Bei's Study Notes

Machine Learning Study Notes - Bayesian Estimation
Last updated: 2017-09-25 19:30:12 PDT.

Back to Intro

We assume the sample is drawn from a distribution which is controled by a small number of parameters. For example, if we assume the sample is drawn from normal distributionm then we can use mean and variance to describe it. The parameters are called the sufficient statistics of the distribution. We estimate the paramter by maximum likelihood estimation.

We start with density estimation, which is the general case of estimating p(x) .

Maximum likelihood estimation

Let \mathcal X = \{x^t\}^N be a sample drawn from IID that

x^t \sim p(x|\theta)

We want to find \theta that makes sample \mathcal X as likely as possible. The likelihood of parameter \theta will be

l(\theta|\mathcal X)\equiv p(\mathcal X | \theta) = \prod_N p(x^t|\theta)

To maximize this is equivalent toe maximize its log, but more computationally tractable. The log likelihood is defined as

\mathcal L(\theta|x)\equiv \log l(\theta|x) = \sum_N \log p(x^t|\theta)

Bernoulli Density

If the distribution is Bernoulli with a single parameter p :

P(\mathcal X) = p^x(1-p)^(1-x) E[X]= p Var(x) = p(1-p)

The log likelihood is

\mathcal L(p|\mathcal X) = \sum_t x^t \log p + \left(N - \sum_t x^t\right) \log (1-p)

> _Activity A_
In the study notes on Bayesian estimation, what are the parameters that control the distribution called?
> _Activity B_
Reproduce the stretch of the study notes on Bayesian estimation from "We assume the sample is drawn from a" through "maximum likelihood estimation.".

> _Provided information_
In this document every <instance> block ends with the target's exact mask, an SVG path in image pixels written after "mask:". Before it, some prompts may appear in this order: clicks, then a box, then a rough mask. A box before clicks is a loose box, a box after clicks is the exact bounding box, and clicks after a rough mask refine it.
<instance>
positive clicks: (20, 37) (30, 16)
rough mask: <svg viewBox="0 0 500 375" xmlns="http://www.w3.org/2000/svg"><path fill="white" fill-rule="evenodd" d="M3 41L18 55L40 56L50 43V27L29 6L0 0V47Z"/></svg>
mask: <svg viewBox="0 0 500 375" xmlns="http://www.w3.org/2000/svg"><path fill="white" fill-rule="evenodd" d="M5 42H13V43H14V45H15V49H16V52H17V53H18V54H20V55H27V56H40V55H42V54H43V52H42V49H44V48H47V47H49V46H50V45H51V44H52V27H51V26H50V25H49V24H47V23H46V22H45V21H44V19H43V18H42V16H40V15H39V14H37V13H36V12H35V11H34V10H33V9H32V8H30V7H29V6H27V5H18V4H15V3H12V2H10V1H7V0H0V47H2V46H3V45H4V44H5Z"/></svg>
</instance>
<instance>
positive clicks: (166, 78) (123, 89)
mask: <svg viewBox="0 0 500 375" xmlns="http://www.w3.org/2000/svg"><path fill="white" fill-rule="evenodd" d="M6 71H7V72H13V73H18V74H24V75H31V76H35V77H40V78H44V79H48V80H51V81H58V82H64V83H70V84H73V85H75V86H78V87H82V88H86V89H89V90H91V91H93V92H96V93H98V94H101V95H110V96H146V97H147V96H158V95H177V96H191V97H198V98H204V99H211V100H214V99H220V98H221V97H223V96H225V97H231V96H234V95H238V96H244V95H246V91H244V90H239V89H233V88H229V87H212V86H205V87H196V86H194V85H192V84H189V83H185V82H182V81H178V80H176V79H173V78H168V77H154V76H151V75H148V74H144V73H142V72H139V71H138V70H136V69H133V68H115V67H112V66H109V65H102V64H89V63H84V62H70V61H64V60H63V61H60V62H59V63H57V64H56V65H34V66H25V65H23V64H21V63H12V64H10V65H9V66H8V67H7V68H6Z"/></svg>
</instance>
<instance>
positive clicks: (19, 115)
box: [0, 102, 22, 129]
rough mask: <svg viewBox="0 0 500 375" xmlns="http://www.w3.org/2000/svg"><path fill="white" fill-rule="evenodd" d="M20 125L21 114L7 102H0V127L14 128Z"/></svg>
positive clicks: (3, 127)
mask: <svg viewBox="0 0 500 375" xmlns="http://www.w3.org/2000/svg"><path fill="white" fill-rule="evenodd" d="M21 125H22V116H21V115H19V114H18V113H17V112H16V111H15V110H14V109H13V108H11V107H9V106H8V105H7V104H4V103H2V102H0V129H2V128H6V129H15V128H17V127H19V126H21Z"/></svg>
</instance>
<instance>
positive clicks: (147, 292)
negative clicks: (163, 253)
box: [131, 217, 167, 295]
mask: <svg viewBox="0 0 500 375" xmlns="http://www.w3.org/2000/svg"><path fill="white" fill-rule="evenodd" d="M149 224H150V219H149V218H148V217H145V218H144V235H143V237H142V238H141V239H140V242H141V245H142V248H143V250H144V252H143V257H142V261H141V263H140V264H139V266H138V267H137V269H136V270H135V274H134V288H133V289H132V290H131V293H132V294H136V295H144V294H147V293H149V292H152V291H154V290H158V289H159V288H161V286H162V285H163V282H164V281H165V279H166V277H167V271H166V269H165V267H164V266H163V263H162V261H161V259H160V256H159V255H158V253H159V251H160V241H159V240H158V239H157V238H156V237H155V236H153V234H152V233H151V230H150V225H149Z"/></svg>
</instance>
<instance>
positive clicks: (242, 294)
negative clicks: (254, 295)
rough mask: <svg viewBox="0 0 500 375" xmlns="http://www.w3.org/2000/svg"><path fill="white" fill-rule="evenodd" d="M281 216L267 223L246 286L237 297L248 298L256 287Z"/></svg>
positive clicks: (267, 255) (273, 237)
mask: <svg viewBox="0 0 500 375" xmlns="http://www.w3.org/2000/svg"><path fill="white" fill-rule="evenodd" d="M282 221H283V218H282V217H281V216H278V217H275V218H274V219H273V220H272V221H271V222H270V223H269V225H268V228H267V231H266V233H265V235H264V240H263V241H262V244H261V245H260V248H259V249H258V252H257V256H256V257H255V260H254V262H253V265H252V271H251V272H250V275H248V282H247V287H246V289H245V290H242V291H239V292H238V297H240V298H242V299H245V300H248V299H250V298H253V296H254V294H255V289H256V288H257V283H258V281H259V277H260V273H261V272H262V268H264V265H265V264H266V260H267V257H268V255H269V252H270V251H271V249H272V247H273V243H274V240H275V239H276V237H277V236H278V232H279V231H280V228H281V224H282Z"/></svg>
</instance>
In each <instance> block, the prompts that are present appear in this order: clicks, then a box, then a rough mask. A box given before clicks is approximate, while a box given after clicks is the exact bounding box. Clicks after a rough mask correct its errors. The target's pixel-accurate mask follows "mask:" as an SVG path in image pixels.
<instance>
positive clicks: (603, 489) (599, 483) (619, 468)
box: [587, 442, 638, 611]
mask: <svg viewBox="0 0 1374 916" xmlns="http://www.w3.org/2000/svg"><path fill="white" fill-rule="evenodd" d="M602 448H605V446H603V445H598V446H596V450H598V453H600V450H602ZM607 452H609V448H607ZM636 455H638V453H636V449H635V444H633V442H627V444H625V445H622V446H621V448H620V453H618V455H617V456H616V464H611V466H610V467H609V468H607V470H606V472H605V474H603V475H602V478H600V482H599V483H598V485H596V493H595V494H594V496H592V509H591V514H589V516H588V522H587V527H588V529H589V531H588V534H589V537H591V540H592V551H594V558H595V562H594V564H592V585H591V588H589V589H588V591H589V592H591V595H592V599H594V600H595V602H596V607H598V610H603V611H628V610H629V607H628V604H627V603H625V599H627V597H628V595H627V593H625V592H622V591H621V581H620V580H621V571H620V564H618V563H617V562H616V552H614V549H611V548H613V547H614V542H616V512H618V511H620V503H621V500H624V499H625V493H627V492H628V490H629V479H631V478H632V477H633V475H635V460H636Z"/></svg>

> _Exercise response A_
They are called the sufficient statistics of the distribution.

> _Exercise response B_
We assume the sample is drawn from a distribution which is controled by a small number of parameters. For example, if we assume the sample is drawn from normal distributionm then we can use mean and variance to describe it. The parameters are called the sufficient statistics of the distribution. We estimate the paramter by maximum likelihood estimation.